STATED PROBLEM 1:
Show every line of the rows below that contains the word "would". Case counts.

DOCUMENT EXCERPT:
It might be right, according to your standards, that counter-surveillance teams, more team members, and ninjas hiding in the trees are what’s necessary to get the job done. But if the client isn’t willing to go along with and pay for it, you aren’t able to dictate your standards and you wouldn’t have any job at all. We have no idea about the circumstances surrounding Pascal’s scope of work with the Kardashians, but we do know that there are plenty of minimalist security operations heading up the creek without a paddle or a compass and that there are plenty of EP practitioners willing to hop on board and go for the ride, doing the best they can under the circumstances. It’s all any of us can do, really: provide the absolute best security we can with the resources we have available.
You can say that you would have talked to the client beforehand about the security consequences of not having a full-blown team, but honestly, how far would you press the point? Would you really decide not to protect the principal if she dismissed some of your recommendations? Almost all of the clients we’ve worked in our decades-long careers have elected to go against recommendations made by us and other team members. We didn’t fire any of them. It doesn’t make sense – in terms security or business – to pack it all in if things don’t go our way. Like any other relationship, there will always be plenty of give-and-take between principals and their EP team.
Where is the drive towards standardization in the executive protection industry?
We look at all of this as an issue of industry standardization. Or, more precisely, lack thereof.
The executive protection industry sometimes feels like the wild west. While different territories do have some (wildly disparate) legislation concerning basic security training and firearms, the EP industry has no public, unambiguous standards that are commonly shared or widely ascribed to. There is practically no regulation or oversight. The sheriff in Dodge sets the standards for what’s acceptable in Dodge, and those apply only as long as he’s in charge and you don’t leave town.
Every EP school has its own take on what comprises essential training. Every EP company has its own version of good SOPs and quality control. This is not to say that there are no standards or more or less accepted versions of best practice. There are. But industry-wide, they are not explicitly articulated, objectively verifiable, or easily benchmarked against.
Don’t get us wrong. We’re not saying the lawsuit against Pascal is frivolous – that’s not for us to decide. We do believe, however, that he and other EP practitioners, our principals, their and our insurers, and all other stakeholders would be better off if we had better, agreed ways of determining how well we do what we do. Standardization would help in many ways.

EXERCISE INPUTS:
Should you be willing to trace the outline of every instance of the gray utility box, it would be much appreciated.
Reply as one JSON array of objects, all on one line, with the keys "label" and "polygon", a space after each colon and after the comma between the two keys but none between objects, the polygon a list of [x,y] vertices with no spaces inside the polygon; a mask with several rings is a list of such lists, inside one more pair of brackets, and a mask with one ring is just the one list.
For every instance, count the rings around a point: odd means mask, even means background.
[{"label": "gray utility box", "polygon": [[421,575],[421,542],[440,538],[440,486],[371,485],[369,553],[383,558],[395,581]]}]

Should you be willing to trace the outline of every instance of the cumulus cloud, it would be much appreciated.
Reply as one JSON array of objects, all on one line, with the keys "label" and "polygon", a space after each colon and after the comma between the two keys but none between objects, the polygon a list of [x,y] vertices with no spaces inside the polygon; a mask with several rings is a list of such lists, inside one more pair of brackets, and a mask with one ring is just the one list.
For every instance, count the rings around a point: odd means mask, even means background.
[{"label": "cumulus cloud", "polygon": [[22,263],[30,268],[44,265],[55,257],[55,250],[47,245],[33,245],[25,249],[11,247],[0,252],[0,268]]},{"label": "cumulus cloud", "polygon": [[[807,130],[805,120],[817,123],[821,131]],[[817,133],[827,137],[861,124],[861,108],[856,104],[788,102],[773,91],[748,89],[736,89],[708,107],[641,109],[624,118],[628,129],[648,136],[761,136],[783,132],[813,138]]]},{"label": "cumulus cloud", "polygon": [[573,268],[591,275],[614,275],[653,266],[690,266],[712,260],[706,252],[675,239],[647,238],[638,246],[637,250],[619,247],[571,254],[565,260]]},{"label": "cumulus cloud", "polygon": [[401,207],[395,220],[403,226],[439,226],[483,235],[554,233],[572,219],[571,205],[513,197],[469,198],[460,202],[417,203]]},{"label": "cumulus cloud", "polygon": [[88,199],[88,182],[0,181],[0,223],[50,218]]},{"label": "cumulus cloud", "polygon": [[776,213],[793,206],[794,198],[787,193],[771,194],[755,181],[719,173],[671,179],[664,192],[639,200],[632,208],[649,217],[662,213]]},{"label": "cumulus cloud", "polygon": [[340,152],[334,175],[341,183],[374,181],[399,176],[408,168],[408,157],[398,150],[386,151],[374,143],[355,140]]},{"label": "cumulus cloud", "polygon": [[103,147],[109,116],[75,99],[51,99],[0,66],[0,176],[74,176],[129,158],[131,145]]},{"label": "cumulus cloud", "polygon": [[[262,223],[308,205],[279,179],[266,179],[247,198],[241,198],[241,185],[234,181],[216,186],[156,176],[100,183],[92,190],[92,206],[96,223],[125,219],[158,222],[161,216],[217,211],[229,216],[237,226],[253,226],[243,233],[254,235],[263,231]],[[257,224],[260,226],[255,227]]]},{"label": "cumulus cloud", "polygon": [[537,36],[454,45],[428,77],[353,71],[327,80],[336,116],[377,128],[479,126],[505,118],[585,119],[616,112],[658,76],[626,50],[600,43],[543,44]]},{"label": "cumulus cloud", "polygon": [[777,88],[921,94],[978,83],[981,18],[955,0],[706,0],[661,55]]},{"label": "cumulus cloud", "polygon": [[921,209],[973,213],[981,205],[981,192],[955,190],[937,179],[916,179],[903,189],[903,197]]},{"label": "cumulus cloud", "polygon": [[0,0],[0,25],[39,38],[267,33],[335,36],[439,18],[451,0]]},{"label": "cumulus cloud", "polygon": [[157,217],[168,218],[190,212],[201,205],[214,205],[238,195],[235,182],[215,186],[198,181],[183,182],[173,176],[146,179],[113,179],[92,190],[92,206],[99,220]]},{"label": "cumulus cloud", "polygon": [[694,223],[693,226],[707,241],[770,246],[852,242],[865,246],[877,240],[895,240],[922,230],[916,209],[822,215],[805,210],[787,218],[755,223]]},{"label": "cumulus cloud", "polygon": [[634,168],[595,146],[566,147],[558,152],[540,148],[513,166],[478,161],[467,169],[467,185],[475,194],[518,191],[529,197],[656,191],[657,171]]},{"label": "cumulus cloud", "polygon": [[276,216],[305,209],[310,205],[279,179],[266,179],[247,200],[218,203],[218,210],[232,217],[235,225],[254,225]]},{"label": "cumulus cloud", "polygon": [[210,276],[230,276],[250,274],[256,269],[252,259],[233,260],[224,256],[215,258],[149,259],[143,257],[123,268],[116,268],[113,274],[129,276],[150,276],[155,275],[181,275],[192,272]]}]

STATED PROBLEM 2:
According to the executive protection excerpt above, how much regulation or oversight is there in the industry?

FULL RESPONSE 1:
Should you be willing to trace the outline of every instance of the gray utility box, it would be much appreciated.
Should you be willing to trace the outline of every instance of the cumulus cloud, it would be much appreciated.

FULL RESPONSE 2:
There is practically no regulation or oversight.